ПОСТАВЛЕННАЯ ЗАДАЧА A:
Перепечатайте текст о весне целиком, без единого изменения.
ПОСТАВЛЕННАЯ ЗАДАЧА B:
Воспроизведите дословно часть строк набора: от строки с «Expected: for every instance of the person standing» до строки с «Target: person standing on snow sculpture» включительно.

ТЕКСТ ДЛЯ ЧТЕНИЯ:
------------------------------------------------------------------------

Т. 6: Край Озириса; Где мой дом?: Очерки (1920--1923); Горные вершины: Сборник статей; Белые зарницы: Мысли и впечатления.
М.: Книжный Клуб Книговек, 2010.
ВЕСНА
"Как грустно мне твое явленье,
Весна, весна, пора любви..."
Я не помню, когда я в первый раз прочел эти бессмертные строки Пушкина; я начал читать его, дивясь и восхищаясь, еще в детстве. Но я помню и знаю, что я на всю жизнь их запомнил, их и дальнейшие строки, когда мне было шестнадцать лет, когда в конце марта родная река в моем родном городке уже готова была вскрыться, чтоб нести свои вздувшиеся воды в другую реку, впадающую в Волгу, а Волга уж понесет их далеко через целую половину России, до самого моря, до зеленого Каспия. Все небо тогда было тяжелым от тревожных облаков синевато-свинцового цвета. Весь воздух внушал жажду любви, нужной близости с желанным существом. И, быть может, желанное существо было, но было далеко. И, быть может, желанное существо было только в воображении и чудилось в каждой женщине, в каждой девушке, на одну минуту, чтобы сейчас же ранить мое сердце внутренно сказанными или только почувствованными словами: "Нет, не то. Нет, не она". Голуби ворковали без умолку. Голуби кружились около голубок, всплескивая своими вольными крыльями, улетали, прилетали, ворковали, любили, любились, рассказывали свою сказку, манили и мучили сердце, которому в этой сказке не было места. За окнами слышались знакомые голоса, но они были по-новому задорные и свежие. Иди же, сердце, и люби. Любовь повсюду, она ждет. Но неискушенное сердце никуда нейдет без зова, оно слишком, оно слишком робко. Вот стает снег совсем. Тогда. Но тогда, пожалуй, еще труднее будет найти слова, подобные песне. Разве у жаворонка научишься смелости. Ведь, он с песней летит прямо к солнцу. Разве у соловья научишься нужному упорству. Ведь целую ночь он поет, и слушает его не только его любимая, но целый лес.

------------------------------------------------------------------------

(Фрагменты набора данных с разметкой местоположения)
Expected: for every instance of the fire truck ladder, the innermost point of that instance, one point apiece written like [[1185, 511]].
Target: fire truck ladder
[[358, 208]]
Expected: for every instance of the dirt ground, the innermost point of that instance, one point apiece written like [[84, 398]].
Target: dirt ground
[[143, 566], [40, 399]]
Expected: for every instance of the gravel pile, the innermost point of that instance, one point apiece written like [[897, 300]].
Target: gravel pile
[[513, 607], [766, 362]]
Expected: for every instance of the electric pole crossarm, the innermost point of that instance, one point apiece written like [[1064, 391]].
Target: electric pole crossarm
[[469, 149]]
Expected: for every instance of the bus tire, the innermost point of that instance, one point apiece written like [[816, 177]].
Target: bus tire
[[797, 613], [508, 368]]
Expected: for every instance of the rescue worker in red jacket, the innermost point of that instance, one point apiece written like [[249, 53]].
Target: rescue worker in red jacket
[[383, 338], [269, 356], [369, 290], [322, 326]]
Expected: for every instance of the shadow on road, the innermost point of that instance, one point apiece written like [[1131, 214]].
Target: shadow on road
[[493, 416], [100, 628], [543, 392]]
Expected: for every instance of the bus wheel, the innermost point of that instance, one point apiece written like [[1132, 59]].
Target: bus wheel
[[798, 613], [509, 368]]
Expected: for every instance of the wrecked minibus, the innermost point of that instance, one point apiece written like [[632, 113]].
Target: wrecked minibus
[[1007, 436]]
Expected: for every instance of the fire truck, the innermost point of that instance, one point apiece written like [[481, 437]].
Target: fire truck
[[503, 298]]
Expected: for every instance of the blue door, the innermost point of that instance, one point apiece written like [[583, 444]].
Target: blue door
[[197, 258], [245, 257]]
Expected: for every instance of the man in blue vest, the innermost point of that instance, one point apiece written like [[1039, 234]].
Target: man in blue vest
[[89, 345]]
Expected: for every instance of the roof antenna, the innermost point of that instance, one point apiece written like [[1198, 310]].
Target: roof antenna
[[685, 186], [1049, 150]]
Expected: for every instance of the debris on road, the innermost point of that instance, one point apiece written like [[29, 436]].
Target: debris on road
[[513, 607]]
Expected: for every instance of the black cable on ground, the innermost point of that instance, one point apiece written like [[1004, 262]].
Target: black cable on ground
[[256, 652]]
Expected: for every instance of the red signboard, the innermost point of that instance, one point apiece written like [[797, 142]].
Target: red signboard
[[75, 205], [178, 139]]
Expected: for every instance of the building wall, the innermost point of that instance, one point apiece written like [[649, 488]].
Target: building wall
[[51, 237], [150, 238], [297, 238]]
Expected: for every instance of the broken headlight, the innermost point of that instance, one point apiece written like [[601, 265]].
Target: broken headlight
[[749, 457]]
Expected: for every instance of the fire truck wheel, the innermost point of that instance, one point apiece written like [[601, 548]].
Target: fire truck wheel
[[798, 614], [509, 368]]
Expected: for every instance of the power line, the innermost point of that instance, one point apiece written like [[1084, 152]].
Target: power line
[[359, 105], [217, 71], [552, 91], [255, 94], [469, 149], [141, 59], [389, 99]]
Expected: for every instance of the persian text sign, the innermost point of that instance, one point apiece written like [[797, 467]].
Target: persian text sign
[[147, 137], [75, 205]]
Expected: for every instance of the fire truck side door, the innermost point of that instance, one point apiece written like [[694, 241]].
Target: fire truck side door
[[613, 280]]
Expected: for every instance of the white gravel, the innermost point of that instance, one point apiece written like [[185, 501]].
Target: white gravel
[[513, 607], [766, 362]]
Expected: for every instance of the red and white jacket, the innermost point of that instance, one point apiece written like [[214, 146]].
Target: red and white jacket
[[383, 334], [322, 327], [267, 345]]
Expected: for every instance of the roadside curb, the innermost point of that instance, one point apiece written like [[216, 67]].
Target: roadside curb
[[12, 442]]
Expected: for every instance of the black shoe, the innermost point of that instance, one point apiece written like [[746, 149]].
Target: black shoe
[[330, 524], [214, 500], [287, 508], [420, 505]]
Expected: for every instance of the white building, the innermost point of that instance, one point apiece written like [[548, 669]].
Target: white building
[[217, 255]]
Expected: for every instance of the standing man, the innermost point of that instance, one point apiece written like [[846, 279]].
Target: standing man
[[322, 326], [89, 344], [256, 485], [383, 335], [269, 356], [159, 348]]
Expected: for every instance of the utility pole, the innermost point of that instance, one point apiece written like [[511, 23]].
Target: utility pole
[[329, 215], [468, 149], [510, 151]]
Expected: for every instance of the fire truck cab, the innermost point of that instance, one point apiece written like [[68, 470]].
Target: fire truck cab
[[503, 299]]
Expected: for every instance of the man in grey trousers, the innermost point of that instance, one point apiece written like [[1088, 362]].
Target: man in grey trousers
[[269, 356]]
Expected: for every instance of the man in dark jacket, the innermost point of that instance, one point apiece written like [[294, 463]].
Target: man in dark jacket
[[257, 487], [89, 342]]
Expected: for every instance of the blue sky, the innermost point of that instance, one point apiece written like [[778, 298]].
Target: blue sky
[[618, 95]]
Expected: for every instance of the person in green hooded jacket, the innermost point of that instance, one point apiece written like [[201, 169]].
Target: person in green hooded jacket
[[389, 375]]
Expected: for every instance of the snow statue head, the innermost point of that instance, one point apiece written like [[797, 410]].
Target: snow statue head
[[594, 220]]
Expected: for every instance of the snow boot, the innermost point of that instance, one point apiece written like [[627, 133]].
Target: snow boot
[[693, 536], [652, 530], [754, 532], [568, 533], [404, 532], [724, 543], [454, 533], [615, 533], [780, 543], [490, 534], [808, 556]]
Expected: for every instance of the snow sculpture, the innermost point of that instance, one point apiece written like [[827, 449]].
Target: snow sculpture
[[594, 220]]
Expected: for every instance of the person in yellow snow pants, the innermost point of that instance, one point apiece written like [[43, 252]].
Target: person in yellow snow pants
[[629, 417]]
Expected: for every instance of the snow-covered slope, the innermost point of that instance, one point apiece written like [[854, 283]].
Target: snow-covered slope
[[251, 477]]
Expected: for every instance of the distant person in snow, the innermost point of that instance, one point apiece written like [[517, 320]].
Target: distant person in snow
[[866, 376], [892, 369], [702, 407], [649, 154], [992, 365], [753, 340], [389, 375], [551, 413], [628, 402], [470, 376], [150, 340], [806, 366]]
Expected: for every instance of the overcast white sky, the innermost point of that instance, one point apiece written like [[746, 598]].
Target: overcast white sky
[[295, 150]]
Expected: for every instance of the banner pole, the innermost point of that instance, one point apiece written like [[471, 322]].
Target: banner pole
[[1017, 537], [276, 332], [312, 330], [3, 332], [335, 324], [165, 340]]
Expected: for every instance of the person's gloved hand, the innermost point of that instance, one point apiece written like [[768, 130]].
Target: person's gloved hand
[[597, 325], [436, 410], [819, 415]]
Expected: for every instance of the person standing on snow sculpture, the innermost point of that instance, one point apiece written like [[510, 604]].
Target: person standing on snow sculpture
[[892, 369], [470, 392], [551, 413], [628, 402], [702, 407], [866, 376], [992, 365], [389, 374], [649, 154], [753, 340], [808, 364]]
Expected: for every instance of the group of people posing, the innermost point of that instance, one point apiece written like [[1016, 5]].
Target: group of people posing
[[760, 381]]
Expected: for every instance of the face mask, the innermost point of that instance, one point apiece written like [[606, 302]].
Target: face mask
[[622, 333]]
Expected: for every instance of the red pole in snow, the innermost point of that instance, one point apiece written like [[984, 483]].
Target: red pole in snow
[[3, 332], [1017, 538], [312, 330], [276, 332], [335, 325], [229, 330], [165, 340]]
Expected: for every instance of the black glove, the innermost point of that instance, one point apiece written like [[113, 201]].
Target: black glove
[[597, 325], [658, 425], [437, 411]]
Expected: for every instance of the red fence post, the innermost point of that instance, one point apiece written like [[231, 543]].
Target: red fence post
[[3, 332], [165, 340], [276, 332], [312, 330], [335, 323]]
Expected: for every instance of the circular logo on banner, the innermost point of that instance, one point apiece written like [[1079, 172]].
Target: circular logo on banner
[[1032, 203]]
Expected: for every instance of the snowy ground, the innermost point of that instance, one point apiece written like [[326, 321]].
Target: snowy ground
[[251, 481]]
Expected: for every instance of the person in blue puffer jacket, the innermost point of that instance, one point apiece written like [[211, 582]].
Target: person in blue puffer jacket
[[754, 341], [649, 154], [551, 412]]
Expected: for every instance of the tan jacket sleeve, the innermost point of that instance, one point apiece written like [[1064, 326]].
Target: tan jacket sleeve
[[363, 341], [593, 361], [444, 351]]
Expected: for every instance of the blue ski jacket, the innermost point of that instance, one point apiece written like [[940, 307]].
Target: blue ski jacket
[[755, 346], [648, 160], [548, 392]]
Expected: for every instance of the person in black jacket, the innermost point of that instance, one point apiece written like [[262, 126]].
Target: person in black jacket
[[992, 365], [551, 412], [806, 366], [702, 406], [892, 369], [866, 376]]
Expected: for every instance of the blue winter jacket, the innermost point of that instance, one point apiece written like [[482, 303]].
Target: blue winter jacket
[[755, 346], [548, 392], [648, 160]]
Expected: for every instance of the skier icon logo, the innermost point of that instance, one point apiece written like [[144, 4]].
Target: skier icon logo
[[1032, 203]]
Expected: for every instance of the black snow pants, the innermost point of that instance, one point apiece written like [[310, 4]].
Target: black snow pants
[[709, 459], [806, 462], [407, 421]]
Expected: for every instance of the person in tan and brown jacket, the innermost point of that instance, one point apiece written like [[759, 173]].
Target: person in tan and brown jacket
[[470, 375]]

------------------------------------------------------------------------

РЕЗУЛЬТАТ УПРАЖНЕНИЯ A:
Т. 6: Край Озириса; Где мой дом?: Очерки (1920--1923); Горные вершины: Сборник статей; Белые зарницы: Мысли и впечатления.
М.: Книжный Клуб Книговек, 2010.
ВЕСНА
"Как грустно мне твое явленье,
Весна, весна, пора любви..."
Я не помню, когда я в первый раз прочел эти бессмертные строки Пушкина; я начал читать его, дивясь и восхищаясь, еще в детстве. Но я помню и знаю, что я на всю жизнь их запомнил, их и дальнейшие строки, когда мне было шестнадцать лет, когда в конце марта родная река в моем родном городке уже готова была вскрыться, чтоб нести свои вздувшиеся воды в другую реку, впадающую в Волгу, а Волга уж понесет их далеко через целую половину России, до самого моря, до зеленого Каспия. Все небо тогда было тяжелым от тревожных облаков синевато-свинцового цвета. Весь воздух внушал жажду любви, нужной близости с желанным существом. И, быть может, желанное существо было, но было далеко. И, быть может, желанное существо было только в воображении и чудилось в каждой женщине, в каждой девушке, на одну минуту, чтобы сейчас же ранить мое сердце внутренно сказанными или только почувствованными словами: "Нет, не то. Нет, не она". Голуби ворковали без умолку. Голуби кружились около голубок, всплескивая своими вольными крыльями, улетали, прилетали, ворковали, любили, любились, рассказывали свою сказку, манили и мучили сердце, которому в этой сказке не было места. За окнами слышались знакомые голоса, но они были по-новому задорные и свежие. Иди же, сердце, и люби. Любовь повсюду, она ждет. Но неискушенное сердце никуда нейдет без зова, оно слишком, оно слишком робко. Вот стает снег совсем. Тогда. Но тогда, пожалуй, еще труднее будет найти слова, подобные песне. Разве у жаворонка научишься смелости. Ведь, он с песней летит прямо к солнцу. Разве у соловья научишься нужному упорству. Ведь целую ночь он поет, и слушает его не только его любимая, но целый лес.

РЕЗУЛЬТАТ УПРАЖНЕНИЯ B:
Expected: for every instance of the person standing on snow sculpture, the innermost point of that instance, one point apiece written like [[510, 604]].
Target: person standing on snow sculpture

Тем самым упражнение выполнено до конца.